Answer these questions from the text on the history of the U.S.–Mexico border:
(a) What years did the Mexican-American War last?
(b) When the rangers saw animals crossing the border with ease, what was their biggest concern?
(c) In what year was Operation Intercept launched?

_TEXT PASSAGE_
*** Block opens ***
When Texas separated from Mexico in 1836, then joined the United States in 1845, the pot began to boil. Texas was the battle ground, stoked by years of conflict, then the Mexican-American War. That lasted from 1846 to 1848.

Peace came in the form a treaty, The Treaty of Hidalgo, which took modern day California, Arizona, New Mexico, Texas and everything north up to Canada’s border. There was no wall yet, but we finally had a border.

The Great Depression & WWII

(source: emaze.com)

(source: emaze.com)

Prior to the 1940s not much stood between the two countries. There were a few bodies of water, but no walls or Homeland Security to stop people from crossing.

The people of Mexico were not only willing to come do the work others would not, they would do it for less. It seems little has changed.

Not so differently than today, opinions varied on Mexican immigration. Some felt the cheap labor threatened the already tight market. Others thought the cheap labor was a good solution. Woodrow Wilson opined, “the Mexican laborers are the solution to our common labor problem in this country.”

The First “Wall”

(Organ Pipes National Park | en.wikipedia.org)

(Organ Pipes National Park | en.wikipedia.org)

It wasn’t a matter of national security, so much as nature preservation that spurred the first border. We established the Organ Pipe National Park (ORPI) in ’37, bordered by Mexico on one side.

The National Park Service managed it, staffed it with rangers like any park. Those rangers noticed that animals could cross the border with ease, potentially spending disease in their wake. The biggest concern was the risk to our livestock.

At first, they erected cattle fencing, but that didn’t stop all the little animals. It did, however, stop the big ones; force them to go around. Officials reported was how effective a fence could be for controlling different forms of movement over the border.

In later years, border security debates would cite this precedent for controlling human crossing as well.

1960’s Drug War

(source: steponerehab.com)

(source: steponerehab.com)

Richard Nixon’s Drug War, begun in the ‘60s, put a spotlight on the Mexico border as a source of drugs into the country. As the United States criminalized marijuana, Mexico intensified as a glaring concern.

In 1969, Nixon launched Operation Intercept, a sort of early stop and frisk move. Under Operation Intercept, any border crossing could warrant a search. To facilitate this, we added thousands of agents to our borders.

The ORPI fence may have been the first official wall, but the actions of Operation Intercept strained relations with Mexico like nothing else since the Mexican-American War. Mexico saw it as a betrayal of the implied trust between our two nations.
*** Block closes ***
Extracted data entries:
*** Block opens ***
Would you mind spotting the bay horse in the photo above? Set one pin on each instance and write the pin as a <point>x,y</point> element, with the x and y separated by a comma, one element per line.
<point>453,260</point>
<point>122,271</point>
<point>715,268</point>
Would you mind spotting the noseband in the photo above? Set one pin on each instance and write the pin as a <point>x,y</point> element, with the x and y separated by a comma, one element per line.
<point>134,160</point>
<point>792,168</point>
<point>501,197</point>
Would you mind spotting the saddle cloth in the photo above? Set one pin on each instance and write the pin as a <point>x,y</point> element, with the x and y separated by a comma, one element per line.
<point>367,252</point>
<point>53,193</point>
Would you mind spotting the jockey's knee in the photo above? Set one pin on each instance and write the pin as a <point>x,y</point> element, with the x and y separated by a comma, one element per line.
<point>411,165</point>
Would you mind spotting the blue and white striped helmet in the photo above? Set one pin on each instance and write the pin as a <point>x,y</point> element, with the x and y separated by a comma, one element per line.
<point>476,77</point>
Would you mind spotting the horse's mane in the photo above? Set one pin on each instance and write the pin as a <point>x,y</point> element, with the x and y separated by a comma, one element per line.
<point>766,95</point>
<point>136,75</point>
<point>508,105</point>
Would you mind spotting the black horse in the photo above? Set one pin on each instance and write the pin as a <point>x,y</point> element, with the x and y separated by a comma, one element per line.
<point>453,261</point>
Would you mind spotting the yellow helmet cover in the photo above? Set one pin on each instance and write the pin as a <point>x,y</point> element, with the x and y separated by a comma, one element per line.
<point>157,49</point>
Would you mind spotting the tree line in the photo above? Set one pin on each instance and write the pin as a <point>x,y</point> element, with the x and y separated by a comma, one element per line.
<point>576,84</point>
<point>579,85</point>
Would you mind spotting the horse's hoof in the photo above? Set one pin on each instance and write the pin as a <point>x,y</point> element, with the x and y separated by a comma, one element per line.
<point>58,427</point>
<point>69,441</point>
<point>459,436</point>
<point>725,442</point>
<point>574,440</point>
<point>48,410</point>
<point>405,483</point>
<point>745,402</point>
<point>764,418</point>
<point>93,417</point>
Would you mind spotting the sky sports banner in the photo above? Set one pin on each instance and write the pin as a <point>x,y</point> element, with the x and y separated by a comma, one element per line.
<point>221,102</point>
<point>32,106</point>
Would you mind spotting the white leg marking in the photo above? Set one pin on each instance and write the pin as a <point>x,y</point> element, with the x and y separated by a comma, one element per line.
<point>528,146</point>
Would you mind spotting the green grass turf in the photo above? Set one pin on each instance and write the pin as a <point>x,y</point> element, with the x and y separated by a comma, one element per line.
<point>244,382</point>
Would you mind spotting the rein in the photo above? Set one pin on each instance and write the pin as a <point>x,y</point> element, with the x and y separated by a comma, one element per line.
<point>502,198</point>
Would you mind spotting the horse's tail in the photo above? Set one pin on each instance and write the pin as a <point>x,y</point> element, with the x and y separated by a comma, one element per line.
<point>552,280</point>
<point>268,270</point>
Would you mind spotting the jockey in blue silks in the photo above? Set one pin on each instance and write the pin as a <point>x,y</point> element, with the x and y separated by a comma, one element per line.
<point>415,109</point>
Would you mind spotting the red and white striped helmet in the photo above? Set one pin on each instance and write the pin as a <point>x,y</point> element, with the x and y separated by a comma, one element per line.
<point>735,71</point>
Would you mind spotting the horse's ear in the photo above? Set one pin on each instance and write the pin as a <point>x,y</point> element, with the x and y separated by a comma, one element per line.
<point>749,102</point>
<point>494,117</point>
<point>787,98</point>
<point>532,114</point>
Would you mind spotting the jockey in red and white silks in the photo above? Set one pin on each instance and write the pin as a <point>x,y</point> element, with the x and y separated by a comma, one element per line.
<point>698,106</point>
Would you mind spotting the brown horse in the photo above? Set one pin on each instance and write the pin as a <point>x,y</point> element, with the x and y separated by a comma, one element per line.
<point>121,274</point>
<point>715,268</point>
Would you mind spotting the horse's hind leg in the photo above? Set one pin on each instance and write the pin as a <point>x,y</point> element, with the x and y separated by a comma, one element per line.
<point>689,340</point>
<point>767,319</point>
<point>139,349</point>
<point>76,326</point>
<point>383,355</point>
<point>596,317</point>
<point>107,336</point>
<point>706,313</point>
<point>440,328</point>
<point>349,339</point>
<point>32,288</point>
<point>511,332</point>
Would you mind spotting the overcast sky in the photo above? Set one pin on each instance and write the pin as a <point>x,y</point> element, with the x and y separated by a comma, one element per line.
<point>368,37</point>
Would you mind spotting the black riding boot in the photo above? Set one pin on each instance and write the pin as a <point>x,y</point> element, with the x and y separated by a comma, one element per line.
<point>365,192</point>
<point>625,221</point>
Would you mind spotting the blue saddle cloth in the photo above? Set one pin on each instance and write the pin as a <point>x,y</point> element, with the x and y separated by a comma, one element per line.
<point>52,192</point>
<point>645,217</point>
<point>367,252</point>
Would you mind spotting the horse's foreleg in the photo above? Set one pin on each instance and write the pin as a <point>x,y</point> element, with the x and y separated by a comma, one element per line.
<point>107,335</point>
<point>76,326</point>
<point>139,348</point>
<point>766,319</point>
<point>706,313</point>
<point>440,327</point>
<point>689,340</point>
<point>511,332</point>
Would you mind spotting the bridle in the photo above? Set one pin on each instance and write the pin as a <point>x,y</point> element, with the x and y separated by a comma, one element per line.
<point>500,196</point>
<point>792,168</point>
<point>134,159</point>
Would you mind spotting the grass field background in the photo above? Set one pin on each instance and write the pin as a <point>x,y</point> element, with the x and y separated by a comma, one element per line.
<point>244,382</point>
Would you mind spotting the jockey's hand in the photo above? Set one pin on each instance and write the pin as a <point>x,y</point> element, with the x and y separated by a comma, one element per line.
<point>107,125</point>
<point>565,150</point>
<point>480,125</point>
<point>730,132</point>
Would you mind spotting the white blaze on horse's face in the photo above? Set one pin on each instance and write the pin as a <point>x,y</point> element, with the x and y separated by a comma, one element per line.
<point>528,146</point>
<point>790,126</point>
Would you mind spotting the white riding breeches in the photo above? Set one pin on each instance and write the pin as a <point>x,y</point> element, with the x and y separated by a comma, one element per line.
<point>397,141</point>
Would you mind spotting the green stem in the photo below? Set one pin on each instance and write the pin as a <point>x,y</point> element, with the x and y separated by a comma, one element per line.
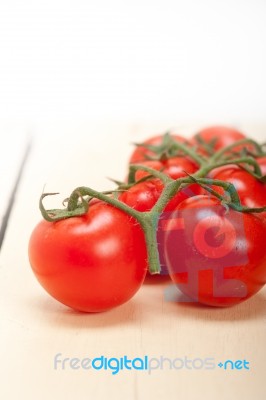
<point>243,160</point>
<point>191,153</point>
<point>133,168</point>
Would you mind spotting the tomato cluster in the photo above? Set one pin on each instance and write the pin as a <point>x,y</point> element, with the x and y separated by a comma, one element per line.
<point>212,248</point>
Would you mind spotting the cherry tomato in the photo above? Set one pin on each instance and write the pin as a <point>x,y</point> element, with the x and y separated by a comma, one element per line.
<point>222,136</point>
<point>175,167</point>
<point>262,163</point>
<point>90,263</point>
<point>215,256</point>
<point>251,191</point>
<point>141,153</point>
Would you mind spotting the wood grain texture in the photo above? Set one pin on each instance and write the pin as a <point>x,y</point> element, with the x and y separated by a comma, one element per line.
<point>34,327</point>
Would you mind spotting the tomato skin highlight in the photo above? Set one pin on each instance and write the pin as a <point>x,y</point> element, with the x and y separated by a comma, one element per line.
<point>90,263</point>
<point>238,272</point>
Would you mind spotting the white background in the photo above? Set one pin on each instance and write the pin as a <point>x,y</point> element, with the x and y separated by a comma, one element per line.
<point>138,60</point>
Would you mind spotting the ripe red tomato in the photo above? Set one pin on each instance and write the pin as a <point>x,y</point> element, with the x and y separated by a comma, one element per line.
<point>223,136</point>
<point>90,263</point>
<point>175,167</point>
<point>215,256</point>
<point>251,191</point>
<point>141,153</point>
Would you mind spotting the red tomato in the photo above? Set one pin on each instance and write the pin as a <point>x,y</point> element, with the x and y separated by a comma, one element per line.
<point>223,136</point>
<point>175,167</point>
<point>143,195</point>
<point>141,153</point>
<point>214,256</point>
<point>251,191</point>
<point>90,263</point>
<point>262,163</point>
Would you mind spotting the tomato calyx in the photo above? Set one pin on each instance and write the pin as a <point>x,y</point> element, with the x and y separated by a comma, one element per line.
<point>169,148</point>
<point>79,201</point>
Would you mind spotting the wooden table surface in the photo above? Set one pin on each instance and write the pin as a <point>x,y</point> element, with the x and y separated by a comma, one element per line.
<point>34,327</point>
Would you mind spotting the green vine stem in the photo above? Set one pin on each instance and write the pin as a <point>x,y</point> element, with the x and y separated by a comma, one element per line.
<point>78,206</point>
<point>226,149</point>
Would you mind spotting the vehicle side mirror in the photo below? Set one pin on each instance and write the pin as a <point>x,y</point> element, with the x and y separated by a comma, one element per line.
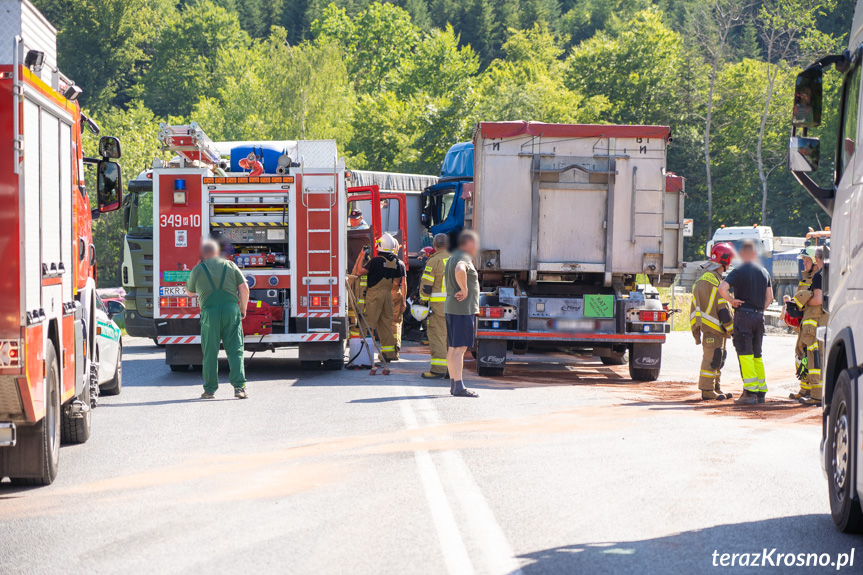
<point>804,154</point>
<point>109,147</point>
<point>808,98</point>
<point>109,185</point>
<point>114,307</point>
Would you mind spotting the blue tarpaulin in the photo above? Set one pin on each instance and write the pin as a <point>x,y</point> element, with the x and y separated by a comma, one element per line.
<point>458,162</point>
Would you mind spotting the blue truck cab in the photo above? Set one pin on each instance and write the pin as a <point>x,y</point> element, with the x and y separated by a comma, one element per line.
<point>444,202</point>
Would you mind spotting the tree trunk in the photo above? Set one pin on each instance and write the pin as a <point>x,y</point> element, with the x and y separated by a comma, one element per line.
<point>762,173</point>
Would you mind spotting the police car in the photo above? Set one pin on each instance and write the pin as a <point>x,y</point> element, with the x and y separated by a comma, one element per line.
<point>109,347</point>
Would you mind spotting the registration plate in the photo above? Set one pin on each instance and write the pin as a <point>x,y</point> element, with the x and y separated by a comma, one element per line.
<point>172,291</point>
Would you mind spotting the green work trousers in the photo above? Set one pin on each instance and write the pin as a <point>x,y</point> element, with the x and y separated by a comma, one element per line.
<point>221,323</point>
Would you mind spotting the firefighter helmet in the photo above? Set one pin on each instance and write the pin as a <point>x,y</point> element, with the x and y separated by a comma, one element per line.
<point>387,243</point>
<point>420,312</point>
<point>807,252</point>
<point>722,254</point>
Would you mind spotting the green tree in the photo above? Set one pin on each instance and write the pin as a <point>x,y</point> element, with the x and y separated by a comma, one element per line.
<point>375,43</point>
<point>186,57</point>
<point>528,84</point>
<point>637,64</point>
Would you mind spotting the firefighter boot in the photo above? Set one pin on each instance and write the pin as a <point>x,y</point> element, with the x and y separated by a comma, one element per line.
<point>721,393</point>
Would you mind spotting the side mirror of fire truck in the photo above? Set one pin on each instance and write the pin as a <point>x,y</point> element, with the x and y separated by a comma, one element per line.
<point>109,185</point>
<point>109,147</point>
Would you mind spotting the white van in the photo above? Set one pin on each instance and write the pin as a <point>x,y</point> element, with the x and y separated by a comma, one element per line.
<point>840,193</point>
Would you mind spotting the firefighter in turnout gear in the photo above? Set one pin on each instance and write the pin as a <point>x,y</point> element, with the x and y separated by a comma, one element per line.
<point>381,270</point>
<point>711,321</point>
<point>809,270</point>
<point>810,300</point>
<point>433,294</point>
<point>358,286</point>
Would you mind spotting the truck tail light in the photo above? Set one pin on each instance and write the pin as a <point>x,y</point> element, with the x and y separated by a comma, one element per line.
<point>486,311</point>
<point>646,315</point>
<point>9,353</point>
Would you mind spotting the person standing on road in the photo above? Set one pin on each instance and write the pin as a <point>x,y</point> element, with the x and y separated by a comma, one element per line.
<point>711,322</point>
<point>803,287</point>
<point>460,308</point>
<point>400,287</point>
<point>433,294</point>
<point>223,297</point>
<point>810,301</point>
<point>752,294</point>
<point>381,270</point>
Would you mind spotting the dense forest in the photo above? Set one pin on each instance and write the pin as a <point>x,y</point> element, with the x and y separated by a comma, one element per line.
<point>397,83</point>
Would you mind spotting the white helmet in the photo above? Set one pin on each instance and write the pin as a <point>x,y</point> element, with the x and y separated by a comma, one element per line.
<point>387,243</point>
<point>420,312</point>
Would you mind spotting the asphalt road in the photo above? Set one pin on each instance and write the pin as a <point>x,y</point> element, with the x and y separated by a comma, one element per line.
*** Block closes ***
_COMPLETED EXERCISE_
(a) 1846 to 1848
(b) The risk to livestock
(c) 1969